**Task goal**
Can you copy out all the entries below word for word, leaving the pictures out?
— Start —
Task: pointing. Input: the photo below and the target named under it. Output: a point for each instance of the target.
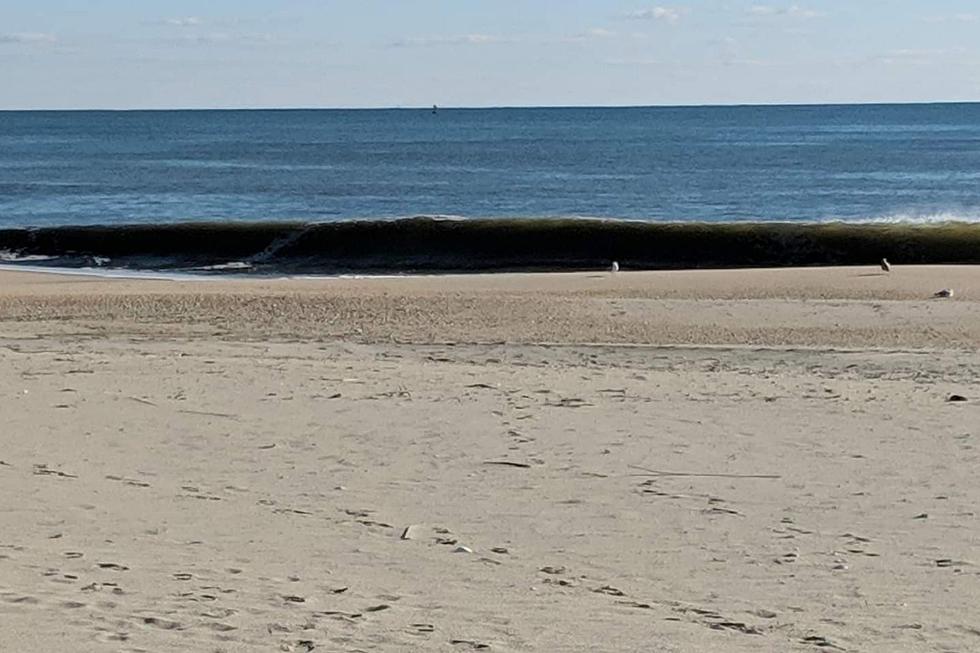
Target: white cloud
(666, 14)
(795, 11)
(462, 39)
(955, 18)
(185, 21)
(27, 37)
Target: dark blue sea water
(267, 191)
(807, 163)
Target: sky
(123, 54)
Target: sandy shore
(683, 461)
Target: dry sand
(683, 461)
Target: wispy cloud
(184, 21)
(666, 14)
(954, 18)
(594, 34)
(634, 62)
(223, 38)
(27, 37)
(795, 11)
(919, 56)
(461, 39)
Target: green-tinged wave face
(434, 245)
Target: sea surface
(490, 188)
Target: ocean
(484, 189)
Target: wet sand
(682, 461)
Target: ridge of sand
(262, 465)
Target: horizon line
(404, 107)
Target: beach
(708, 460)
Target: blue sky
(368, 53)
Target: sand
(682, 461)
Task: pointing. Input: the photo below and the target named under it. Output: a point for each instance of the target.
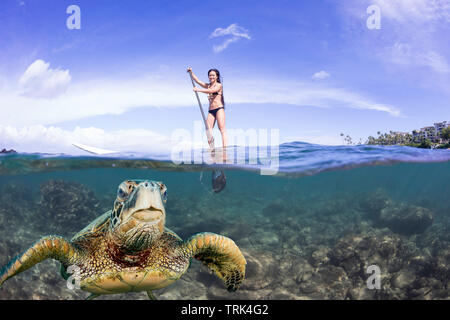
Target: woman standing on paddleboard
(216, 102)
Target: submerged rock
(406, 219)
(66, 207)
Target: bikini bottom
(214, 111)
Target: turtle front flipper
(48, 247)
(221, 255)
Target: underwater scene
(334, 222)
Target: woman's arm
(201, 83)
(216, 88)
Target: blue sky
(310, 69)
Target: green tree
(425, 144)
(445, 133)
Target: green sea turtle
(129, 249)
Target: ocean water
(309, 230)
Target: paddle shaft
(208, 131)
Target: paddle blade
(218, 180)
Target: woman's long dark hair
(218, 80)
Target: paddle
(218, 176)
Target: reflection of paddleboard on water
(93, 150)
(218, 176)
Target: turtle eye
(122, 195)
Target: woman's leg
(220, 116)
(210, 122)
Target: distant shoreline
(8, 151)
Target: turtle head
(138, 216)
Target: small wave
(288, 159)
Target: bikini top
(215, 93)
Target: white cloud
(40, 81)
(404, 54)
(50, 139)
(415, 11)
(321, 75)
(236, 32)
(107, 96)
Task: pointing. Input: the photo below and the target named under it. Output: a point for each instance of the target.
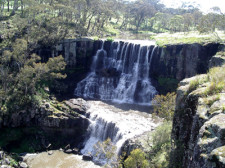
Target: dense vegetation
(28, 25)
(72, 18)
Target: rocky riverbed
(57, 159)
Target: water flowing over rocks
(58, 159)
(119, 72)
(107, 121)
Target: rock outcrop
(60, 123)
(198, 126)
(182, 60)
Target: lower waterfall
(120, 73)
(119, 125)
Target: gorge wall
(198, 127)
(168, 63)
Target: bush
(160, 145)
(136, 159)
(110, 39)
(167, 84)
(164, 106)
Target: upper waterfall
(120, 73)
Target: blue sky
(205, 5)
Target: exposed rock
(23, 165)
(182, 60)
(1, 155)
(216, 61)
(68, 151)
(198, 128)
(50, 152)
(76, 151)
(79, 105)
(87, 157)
— End —
**Exercise answer**
Task: pointing. Input: the photo below and the target named under it. Output: a point for each instance of the target.
Target: white cloud
(666, 14)
(795, 11)
(462, 39)
(955, 18)
(185, 21)
(27, 37)
Target: dark blue sea water
(267, 191)
(807, 163)
Target: sky
(123, 54)
Target: sandy shore
(683, 461)
Target: dry sand
(683, 461)
Target: wispy cloud
(184, 21)
(666, 14)
(954, 18)
(594, 34)
(634, 62)
(223, 38)
(27, 37)
(795, 11)
(919, 56)
(461, 39)
Target: green-tinged wave face
(434, 245)
Target: sea surface
(490, 188)
Target: ocean
(484, 189)
Target: wet sand
(682, 461)
Target: ridge of sand
(262, 465)
Target: horizon line
(404, 107)
Target: beach
(708, 460)
Target: blue sky
(368, 53)
Target: sand
(682, 461)
Task: pointing. Input: the photo below and the target named under it. Output: a point for each instance of the target.
Target: woman standing on paddleboard
(216, 102)
Target: submerged rock
(406, 219)
(66, 207)
Target: bikini bottom
(214, 111)
Target: turtle front flipper
(48, 247)
(221, 255)
Target: underwater scene
(334, 222)
Target: woman's arm
(201, 83)
(216, 88)
Target: blue sky
(310, 69)
Target: green tree
(425, 144)
(445, 133)
Target: green sea turtle
(129, 249)
Target: ocean water
(309, 230)
Target: paddle shaft
(208, 131)
Target: paddle blade
(218, 180)
Target: woman's long dark hair
(218, 80)
Target: paddle
(218, 176)
Target: reflection of paddleboard on water
(93, 150)
(218, 176)
Target: turtle eye
(122, 195)
Target: woman's leg
(220, 116)
(210, 122)
Target: distant shoreline
(8, 151)
Target: turtle head
(138, 216)
Target: small wave
(288, 159)
Target: bikini top
(215, 93)
Target: white cloud
(40, 81)
(404, 54)
(50, 139)
(415, 11)
(321, 75)
(236, 32)
(107, 96)
Task: pointing. Input: the photo below and the target named under it. Output: a point for each instance of the target.
Target: dense vegetation
(28, 25)
(72, 18)
Target: rocky riverbed
(57, 159)
Target: water flowing over rocks
(58, 159)
(119, 72)
(107, 121)
Target: rock outcrop
(60, 123)
(198, 126)
(182, 60)
Target: lower waterfall
(120, 73)
(119, 125)
Target: gorge wall
(198, 127)
(168, 63)
Target: bush
(160, 145)
(136, 159)
(110, 39)
(167, 84)
(164, 106)
Target: upper waterfall
(120, 73)
Target: blue sky
(205, 5)
Target: exposed rock
(23, 165)
(182, 60)
(1, 155)
(216, 61)
(68, 151)
(198, 128)
(50, 152)
(76, 151)
(79, 105)
(87, 157)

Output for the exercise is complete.